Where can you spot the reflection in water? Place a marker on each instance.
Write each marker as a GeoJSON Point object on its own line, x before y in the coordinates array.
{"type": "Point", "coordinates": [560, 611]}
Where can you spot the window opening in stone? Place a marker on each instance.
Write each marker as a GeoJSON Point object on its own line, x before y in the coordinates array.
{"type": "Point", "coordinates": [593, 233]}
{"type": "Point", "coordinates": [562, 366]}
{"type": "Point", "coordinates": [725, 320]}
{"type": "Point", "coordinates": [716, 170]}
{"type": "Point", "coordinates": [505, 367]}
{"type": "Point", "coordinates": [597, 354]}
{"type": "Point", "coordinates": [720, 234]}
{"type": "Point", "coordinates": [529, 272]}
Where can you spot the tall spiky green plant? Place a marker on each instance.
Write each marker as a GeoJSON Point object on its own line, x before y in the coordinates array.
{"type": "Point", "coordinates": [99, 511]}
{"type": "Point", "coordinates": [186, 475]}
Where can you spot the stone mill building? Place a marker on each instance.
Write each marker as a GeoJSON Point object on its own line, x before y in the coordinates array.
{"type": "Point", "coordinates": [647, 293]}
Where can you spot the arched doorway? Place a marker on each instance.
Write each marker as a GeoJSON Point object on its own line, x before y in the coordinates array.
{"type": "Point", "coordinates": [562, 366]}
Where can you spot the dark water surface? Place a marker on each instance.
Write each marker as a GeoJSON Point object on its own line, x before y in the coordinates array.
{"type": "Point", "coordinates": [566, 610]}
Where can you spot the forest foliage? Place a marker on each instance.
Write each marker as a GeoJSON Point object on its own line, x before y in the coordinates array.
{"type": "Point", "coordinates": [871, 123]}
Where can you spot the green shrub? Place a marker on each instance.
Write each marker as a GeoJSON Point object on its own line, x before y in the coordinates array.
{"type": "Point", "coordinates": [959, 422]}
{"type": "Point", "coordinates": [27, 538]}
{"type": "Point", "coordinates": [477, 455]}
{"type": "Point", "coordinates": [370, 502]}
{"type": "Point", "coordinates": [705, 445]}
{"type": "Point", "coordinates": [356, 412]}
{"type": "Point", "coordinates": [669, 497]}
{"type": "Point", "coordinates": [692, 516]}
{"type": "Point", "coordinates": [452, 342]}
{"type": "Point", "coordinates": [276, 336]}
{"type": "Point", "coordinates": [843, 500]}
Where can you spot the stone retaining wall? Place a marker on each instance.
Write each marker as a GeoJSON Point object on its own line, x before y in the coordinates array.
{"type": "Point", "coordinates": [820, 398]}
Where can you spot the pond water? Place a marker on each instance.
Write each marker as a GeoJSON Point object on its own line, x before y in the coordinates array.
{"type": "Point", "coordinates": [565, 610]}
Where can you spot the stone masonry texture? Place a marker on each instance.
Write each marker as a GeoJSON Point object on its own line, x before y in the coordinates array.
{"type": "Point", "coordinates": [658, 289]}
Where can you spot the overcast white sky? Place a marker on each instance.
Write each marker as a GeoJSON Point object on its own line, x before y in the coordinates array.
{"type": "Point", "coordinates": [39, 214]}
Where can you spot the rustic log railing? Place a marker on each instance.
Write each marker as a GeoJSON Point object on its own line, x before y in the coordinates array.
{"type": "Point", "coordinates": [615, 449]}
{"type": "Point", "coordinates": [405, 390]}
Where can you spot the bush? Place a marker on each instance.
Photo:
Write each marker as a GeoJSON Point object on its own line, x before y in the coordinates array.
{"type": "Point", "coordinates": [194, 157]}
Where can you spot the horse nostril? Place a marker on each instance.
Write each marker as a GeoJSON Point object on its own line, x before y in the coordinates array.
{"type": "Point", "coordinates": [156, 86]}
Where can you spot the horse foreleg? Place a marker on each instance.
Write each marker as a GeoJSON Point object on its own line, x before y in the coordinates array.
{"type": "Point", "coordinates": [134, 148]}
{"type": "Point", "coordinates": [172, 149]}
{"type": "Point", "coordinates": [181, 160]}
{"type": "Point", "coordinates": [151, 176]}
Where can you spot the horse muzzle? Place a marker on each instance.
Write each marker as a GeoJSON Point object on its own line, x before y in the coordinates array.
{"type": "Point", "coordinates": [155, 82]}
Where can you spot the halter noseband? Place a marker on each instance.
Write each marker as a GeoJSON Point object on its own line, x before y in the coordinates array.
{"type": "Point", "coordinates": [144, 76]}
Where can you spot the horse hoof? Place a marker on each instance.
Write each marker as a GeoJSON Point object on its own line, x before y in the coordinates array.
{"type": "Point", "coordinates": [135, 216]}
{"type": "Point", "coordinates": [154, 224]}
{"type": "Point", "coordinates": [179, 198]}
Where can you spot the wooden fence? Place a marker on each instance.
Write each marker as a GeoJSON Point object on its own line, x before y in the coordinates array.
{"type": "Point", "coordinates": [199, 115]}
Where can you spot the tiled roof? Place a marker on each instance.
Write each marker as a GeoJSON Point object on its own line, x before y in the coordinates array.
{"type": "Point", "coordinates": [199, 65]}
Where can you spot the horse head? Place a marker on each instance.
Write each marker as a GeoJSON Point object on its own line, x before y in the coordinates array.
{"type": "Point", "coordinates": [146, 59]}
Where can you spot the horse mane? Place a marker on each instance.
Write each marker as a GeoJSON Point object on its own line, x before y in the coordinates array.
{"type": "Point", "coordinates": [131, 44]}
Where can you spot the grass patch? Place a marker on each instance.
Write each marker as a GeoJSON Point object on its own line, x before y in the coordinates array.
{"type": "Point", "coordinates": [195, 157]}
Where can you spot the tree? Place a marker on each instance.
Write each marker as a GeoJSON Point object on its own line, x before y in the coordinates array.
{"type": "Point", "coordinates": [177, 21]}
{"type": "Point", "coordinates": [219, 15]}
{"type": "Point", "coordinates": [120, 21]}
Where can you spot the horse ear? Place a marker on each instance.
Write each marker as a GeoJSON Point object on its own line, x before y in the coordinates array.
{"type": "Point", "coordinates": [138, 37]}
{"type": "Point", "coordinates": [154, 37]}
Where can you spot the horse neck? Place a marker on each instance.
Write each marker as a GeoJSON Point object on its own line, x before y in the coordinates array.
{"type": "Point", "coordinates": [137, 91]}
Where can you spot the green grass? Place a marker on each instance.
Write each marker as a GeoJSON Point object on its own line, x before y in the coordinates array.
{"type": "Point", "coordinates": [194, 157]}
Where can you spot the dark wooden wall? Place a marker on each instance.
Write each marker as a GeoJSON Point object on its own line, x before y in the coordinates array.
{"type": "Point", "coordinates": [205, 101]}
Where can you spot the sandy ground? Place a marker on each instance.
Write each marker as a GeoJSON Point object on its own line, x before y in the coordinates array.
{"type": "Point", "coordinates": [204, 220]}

Written exercise
Make a verbatim copy of every entry shown above.

Written answer
Where can you spot the reflection in water? Place a marker on each instance.
Write each marker as a GeoJSON Point object on its own line, x before y in the coordinates array.
{"type": "Point", "coordinates": [560, 611]}
Where can you spot the window opening in stone? Place a marker on each instance.
Write each marker as a GeoJSON Point object on its own line, x before y in the coordinates array.
{"type": "Point", "coordinates": [593, 233]}
{"type": "Point", "coordinates": [562, 366]}
{"type": "Point", "coordinates": [725, 320]}
{"type": "Point", "coordinates": [716, 170]}
{"type": "Point", "coordinates": [505, 367]}
{"type": "Point", "coordinates": [597, 354]}
{"type": "Point", "coordinates": [720, 234]}
{"type": "Point", "coordinates": [529, 272]}
Where can you spot the tall spiky green plant? Place a marker on each instance.
Write each marker as a GeoJSON Point object on its own line, x before y in the coordinates array.
{"type": "Point", "coordinates": [99, 511]}
{"type": "Point", "coordinates": [186, 475]}
Where can you spot the stone mill building? Place a marker on each instance.
Write each marker as a GeoJSON Point object on its own line, x before y in the coordinates array.
{"type": "Point", "coordinates": [647, 293]}
Where can you spot the arched doorway? Place a marker on each instance.
Write each marker as a GeoJSON Point object on its own line, x before y in the coordinates array.
{"type": "Point", "coordinates": [562, 366]}
Where can you spot the dark water surface? Place a marker on each instance.
Write each marker as a GeoJSON Point object on its own line, x before y in the coordinates array.
{"type": "Point", "coordinates": [566, 610]}
Where can you spot the forest foliage? Place a marker on each instance.
Write each marker as a GeoJSON Point object on its own line, x before y in the coordinates array.
{"type": "Point", "coordinates": [871, 123]}
Where can you spot the green shrub? Place a marker on each instance.
Write each marker as a GeoJSON Point object on its own line, x before y in the coordinates array.
{"type": "Point", "coordinates": [959, 422]}
{"type": "Point", "coordinates": [27, 538]}
{"type": "Point", "coordinates": [477, 455]}
{"type": "Point", "coordinates": [370, 502]}
{"type": "Point", "coordinates": [705, 445]}
{"type": "Point", "coordinates": [356, 412]}
{"type": "Point", "coordinates": [669, 497]}
{"type": "Point", "coordinates": [692, 516]}
{"type": "Point", "coordinates": [452, 342]}
{"type": "Point", "coordinates": [276, 336]}
{"type": "Point", "coordinates": [843, 500]}
Where can you spot the stone retaining wall? Place a marker on each instance.
Write each marker as a GeoJSON Point object on its own line, x before y in the coordinates array.
{"type": "Point", "coordinates": [820, 398]}
Where can you spot the pond water? Place a marker on each instance.
Write each marker as a GeoJSON Point object on its own line, x before y in the coordinates array.
{"type": "Point", "coordinates": [565, 610]}
Where can you spot the stone masonry texture? Place a marker on each instance.
Write each marker as a GeoJSON Point object on its own line, x before y in the coordinates array.
{"type": "Point", "coordinates": [658, 289]}
Where can you spot the overcast white sky? Place a marker on each instance.
Write each marker as a GeoJSON Point object on its own line, x before y in the coordinates array.
{"type": "Point", "coordinates": [39, 214]}
Where can you spot the rustic log railing? Place a marker on each instance.
Write each marker as a GeoJSON Point object on its own line, x before y in the coordinates array.
{"type": "Point", "coordinates": [615, 449]}
{"type": "Point", "coordinates": [405, 390]}
Where can you spot the bush? Place a marker on each instance.
Photo:
Write each marker as a GeoJSON Point object on its own line, x before y in the coordinates array.
{"type": "Point", "coordinates": [194, 157]}
Where can you spot the horse nostril? Place a marker on each instance.
Write each marker as a GeoJSON Point object on its own line, x before y in the coordinates array.
{"type": "Point", "coordinates": [156, 86]}
Where can you spot the horse foreleg? Place a marker on each instance.
Write each marker as a GeoJSON Point object on its own line, x before y in the coordinates array.
{"type": "Point", "coordinates": [134, 148]}
{"type": "Point", "coordinates": [172, 149]}
{"type": "Point", "coordinates": [181, 160]}
{"type": "Point", "coordinates": [151, 176]}
Where can you spot the horse muzzle? Place a marker on each instance.
Write each marker as a GeoJSON Point object on its own line, x before y in the coordinates array.
{"type": "Point", "coordinates": [155, 82]}
Where can you spot the halter noseband? Place a marker on each instance.
Write each marker as a GeoJSON Point object on its own line, x before y in the coordinates array.
{"type": "Point", "coordinates": [144, 76]}
Where can you spot the horse hoof? Place a marker on each instance.
Write each marker as a GeoJSON Point object on its own line, x before y in the coordinates array.
{"type": "Point", "coordinates": [135, 216]}
{"type": "Point", "coordinates": [154, 224]}
{"type": "Point", "coordinates": [179, 198]}
Where can you spot the wooden fence? Place a marker on each instance.
Write each marker as a GeoJSON Point object on its own line, x before y in the coordinates array.
{"type": "Point", "coordinates": [199, 115]}
Where can you spot the tiled roof? Place a marker on each instance.
Write each marker as a GeoJSON Point object on its own line, x before y in the coordinates array.
{"type": "Point", "coordinates": [199, 65]}
Where can you spot the horse head? Place a marker on each instance.
Write each marker as a GeoJSON Point object on its own line, x before y in the coordinates array.
{"type": "Point", "coordinates": [146, 59]}
Where can you spot the horse mane? Place a marker on each instance.
Write each marker as a GeoJSON Point object on its own line, x before y in the coordinates array.
{"type": "Point", "coordinates": [131, 44]}
Where can you spot the grass patch? Place a marker on each instance.
Write each marker as a GeoJSON Point object on its own line, x before y in the coordinates array.
{"type": "Point", "coordinates": [195, 157]}
Where can you spot the tree? Place a marker on each instance.
Write each marker as a GeoJSON Point object on its own line, x before y in the coordinates array.
{"type": "Point", "coordinates": [177, 21]}
{"type": "Point", "coordinates": [219, 15]}
{"type": "Point", "coordinates": [120, 21]}
Where can you spot the horse ear? Place a marker on each instance.
Write each marker as a GeoJSON Point object on its own line, x before y in the coordinates array.
{"type": "Point", "coordinates": [138, 37]}
{"type": "Point", "coordinates": [154, 37]}
Where can you spot the horse neck? Place a marker on each instance.
Write each marker as a GeoJSON Point object on its own line, x before y in the coordinates array.
{"type": "Point", "coordinates": [137, 91]}
Where can you spot the green grass? Place a marker on each instance.
Write each marker as a GeoJSON Point object on its own line, x before y in the coordinates array.
{"type": "Point", "coordinates": [194, 157]}
Where can you spot the dark wooden wall? Place a marker on each instance.
Write each marker as a GeoJSON Point object on its own line, x before y in the coordinates array.
{"type": "Point", "coordinates": [205, 101]}
Where can you spot the sandy ground? Place a marker on each instance.
Write each marker as a GeoJSON Point object on its own line, x before y in the coordinates array.
{"type": "Point", "coordinates": [204, 220]}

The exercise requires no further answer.